*** Records for the task Section Begins ***

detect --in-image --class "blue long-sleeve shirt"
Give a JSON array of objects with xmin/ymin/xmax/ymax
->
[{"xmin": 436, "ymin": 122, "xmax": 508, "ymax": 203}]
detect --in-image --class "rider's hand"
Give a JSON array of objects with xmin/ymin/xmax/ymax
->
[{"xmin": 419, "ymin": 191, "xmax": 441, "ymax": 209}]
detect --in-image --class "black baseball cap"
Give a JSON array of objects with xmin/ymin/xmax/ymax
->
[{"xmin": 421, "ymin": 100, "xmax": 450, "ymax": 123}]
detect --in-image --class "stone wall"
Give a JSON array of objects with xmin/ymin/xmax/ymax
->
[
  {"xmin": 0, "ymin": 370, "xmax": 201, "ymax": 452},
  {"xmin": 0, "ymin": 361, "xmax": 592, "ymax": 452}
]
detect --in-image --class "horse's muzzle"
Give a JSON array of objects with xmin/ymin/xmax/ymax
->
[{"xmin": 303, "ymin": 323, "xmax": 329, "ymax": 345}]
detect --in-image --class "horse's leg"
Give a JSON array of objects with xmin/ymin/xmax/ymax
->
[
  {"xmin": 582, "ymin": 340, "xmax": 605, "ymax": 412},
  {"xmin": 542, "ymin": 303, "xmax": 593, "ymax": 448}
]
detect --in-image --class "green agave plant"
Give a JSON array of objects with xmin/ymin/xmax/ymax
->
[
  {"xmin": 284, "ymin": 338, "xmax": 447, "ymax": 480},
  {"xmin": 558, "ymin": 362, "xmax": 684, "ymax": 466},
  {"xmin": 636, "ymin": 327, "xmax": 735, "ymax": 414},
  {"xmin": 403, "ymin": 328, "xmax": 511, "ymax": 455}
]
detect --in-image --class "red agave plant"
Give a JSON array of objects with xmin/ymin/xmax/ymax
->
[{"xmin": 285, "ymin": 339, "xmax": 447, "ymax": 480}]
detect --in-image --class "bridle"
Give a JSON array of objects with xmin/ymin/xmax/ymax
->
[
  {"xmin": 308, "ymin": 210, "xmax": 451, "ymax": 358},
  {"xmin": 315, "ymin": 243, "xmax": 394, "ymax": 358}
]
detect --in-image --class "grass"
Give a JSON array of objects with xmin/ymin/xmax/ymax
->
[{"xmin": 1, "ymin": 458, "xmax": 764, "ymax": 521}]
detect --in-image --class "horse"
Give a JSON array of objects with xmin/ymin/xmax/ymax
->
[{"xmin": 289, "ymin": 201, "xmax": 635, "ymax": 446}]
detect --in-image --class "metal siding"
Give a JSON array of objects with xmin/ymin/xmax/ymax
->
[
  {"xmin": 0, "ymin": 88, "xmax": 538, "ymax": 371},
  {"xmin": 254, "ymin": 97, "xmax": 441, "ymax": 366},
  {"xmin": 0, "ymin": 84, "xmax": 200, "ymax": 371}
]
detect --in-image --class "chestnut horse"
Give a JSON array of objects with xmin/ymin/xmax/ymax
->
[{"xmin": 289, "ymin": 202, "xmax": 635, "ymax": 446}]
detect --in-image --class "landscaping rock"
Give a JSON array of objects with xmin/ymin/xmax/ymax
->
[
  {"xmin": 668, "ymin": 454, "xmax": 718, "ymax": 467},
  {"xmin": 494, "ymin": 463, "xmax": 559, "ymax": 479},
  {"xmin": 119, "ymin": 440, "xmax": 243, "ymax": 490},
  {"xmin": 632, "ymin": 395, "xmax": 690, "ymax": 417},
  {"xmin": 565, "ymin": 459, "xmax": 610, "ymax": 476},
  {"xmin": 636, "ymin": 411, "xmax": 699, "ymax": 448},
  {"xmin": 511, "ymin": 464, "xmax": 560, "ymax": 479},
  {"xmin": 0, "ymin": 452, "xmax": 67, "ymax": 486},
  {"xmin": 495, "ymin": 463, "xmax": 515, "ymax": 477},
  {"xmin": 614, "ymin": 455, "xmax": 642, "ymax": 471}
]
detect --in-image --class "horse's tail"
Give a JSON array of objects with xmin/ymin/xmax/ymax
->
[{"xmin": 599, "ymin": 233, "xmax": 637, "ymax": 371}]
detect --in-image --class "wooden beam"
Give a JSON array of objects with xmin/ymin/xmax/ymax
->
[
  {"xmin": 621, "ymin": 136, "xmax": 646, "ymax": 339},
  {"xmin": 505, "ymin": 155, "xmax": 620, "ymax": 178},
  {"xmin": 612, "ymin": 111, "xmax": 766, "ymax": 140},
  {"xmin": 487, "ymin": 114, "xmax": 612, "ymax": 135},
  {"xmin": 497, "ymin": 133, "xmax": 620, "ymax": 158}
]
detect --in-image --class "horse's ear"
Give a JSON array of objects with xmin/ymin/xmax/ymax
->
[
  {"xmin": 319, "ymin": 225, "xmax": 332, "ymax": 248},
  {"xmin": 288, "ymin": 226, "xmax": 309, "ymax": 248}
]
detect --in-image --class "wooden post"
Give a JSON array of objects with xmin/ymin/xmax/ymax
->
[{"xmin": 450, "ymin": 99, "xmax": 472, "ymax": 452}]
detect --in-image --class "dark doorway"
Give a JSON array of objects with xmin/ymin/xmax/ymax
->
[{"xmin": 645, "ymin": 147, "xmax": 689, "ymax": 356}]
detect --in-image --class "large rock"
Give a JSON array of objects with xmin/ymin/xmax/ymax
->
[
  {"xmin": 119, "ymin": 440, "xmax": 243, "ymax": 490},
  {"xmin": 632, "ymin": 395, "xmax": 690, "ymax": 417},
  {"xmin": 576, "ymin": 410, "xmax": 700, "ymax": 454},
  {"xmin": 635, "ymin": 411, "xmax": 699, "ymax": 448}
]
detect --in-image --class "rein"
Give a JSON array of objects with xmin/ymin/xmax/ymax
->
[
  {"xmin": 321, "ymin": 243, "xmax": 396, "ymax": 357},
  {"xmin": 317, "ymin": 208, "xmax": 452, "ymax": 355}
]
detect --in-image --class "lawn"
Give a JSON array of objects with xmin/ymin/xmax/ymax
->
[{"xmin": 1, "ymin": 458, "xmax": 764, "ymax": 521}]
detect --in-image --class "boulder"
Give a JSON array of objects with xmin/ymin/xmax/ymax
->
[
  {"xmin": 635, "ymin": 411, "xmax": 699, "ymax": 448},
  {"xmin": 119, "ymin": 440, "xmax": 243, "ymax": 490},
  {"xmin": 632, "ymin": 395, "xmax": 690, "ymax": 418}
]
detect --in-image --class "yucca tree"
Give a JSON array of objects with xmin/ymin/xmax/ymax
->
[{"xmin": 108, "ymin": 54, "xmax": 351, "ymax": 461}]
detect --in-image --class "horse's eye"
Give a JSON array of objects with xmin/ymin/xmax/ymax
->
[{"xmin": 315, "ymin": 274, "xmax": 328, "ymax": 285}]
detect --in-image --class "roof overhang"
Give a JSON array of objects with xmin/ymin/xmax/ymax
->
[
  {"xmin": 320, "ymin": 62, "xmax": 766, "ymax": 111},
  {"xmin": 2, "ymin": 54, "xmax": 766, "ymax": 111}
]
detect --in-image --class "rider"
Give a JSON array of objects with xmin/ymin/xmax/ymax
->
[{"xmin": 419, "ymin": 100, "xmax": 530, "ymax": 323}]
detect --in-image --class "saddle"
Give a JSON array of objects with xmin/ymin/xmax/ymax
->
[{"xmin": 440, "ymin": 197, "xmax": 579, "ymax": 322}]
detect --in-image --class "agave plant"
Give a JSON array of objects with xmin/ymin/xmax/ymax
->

*** Records for the task Section Ends ***

▶ _Instructions to follow_
The word "wooden": say how many lines of the records hold it, and give nothing but the number.

▶ _Solution to the exercise_
2